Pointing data
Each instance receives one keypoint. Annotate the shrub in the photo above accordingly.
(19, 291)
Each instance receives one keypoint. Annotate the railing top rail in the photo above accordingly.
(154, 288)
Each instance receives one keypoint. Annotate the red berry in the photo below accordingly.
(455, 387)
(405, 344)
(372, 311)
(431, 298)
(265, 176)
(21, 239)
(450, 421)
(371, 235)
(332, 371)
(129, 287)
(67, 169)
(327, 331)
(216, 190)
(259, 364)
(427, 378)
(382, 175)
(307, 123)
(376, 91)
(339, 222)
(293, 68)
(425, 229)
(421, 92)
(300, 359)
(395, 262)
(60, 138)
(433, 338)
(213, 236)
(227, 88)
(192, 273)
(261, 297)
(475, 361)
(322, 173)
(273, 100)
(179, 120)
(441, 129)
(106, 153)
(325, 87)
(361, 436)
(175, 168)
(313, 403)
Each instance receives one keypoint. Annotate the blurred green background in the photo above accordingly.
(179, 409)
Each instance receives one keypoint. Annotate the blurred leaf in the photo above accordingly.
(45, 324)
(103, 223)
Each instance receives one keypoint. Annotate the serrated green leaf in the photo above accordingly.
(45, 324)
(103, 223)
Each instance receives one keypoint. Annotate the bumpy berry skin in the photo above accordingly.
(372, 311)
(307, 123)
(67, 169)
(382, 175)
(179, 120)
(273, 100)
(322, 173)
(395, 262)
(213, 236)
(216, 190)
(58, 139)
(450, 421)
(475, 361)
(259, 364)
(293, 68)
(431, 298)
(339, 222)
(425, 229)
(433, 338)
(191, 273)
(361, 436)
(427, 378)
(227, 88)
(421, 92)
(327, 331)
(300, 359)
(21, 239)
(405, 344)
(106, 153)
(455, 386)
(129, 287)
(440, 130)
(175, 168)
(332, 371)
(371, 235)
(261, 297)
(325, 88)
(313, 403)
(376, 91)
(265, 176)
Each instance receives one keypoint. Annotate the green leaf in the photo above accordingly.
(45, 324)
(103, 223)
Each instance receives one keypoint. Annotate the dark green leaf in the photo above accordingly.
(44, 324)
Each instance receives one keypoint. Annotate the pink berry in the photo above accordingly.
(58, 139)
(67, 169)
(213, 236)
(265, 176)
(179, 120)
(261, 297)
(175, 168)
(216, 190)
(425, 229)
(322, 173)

WRITTEN TASK =>
Starting at the line that contains "Each instance receives one keypoint. Annotate the red" and continuing through the end of the data, write those lines out again with the requests included, and scale every coordinate in the answers by 2.5, rounding to whole numbers with halves going up.

REPLY TO THE TASK =>
Each instance receives one keypoint. Annotate the red berry in the photo below accordingly.
(1138, 968)
(1013, 860)
(930, 778)
(1078, 745)
(663, 440)
(53, 598)
(1125, 1053)
(928, 588)
(830, 928)
(323, 718)
(168, 423)
(818, 828)
(540, 475)
(648, 910)
(1068, 945)
(955, 438)
(768, 308)
(940, 228)
(848, 555)
(733, 170)
(1063, 573)
(1053, 230)
(750, 898)
(988, 655)
(150, 345)
(1083, 845)
(533, 590)
(568, 220)
(480, 683)
(653, 743)
(1188, 903)
(805, 433)
(683, 250)
(448, 300)
(1103, 323)
(265, 383)
(813, 218)
(903, 1090)
(438, 420)
(783, 1008)
Each instance receives one keypoint. Annotate the blurred green background in the photo above accordingly.
(448, 1023)
Each instance receives one keypoint. Annotate the blurred leaf in the photo above accordingly.
(113, 810)
(258, 558)
Each instance receives one keypoint. Annotate the serrated green leaf in the photo above accordingly.
(113, 810)
(258, 558)
Each instance receives one keypoint. Annotate the bumpy berry skin in the photo above accordingly.
(930, 778)
(768, 308)
(168, 423)
(955, 438)
(448, 300)
(683, 250)
(805, 433)
(988, 655)
(533, 590)
(540, 475)
(145, 348)
(1125, 1053)
(1188, 903)
(648, 910)
(733, 170)
(1078, 745)
(848, 555)
(1063, 573)
(1083, 845)
(478, 683)
(903, 1090)
(1068, 945)
(568, 220)
(1053, 230)
(818, 828)
(750, 898)
(53, 598)
(1013, 860)
(265, 383)
(1138, 965)
(323, 718)
(1100, 325)
(438, 420)
(830, 928)
(928, 588)
(653, 743)
(813, 220)
(783, 1008)
(940, 228)
(663, 440)
Each instance receives one keypoint. Annotate the green leaf in the photo above accordingly.
(113, 810)
(258, 558)
Each instance receives one keypoint. Annotate the dark green leaf in the photo above accordingly.
(110, 810)
Each instance receives one keypoint. Annotate the pink berry in the photo above accordingly.
(145, 348)
(168, 423)
(533, 590)
(663, 440)
(448, 300)
(653, 743)
(438, 420)
(540, 475)
(1063, 573)
(805, 433)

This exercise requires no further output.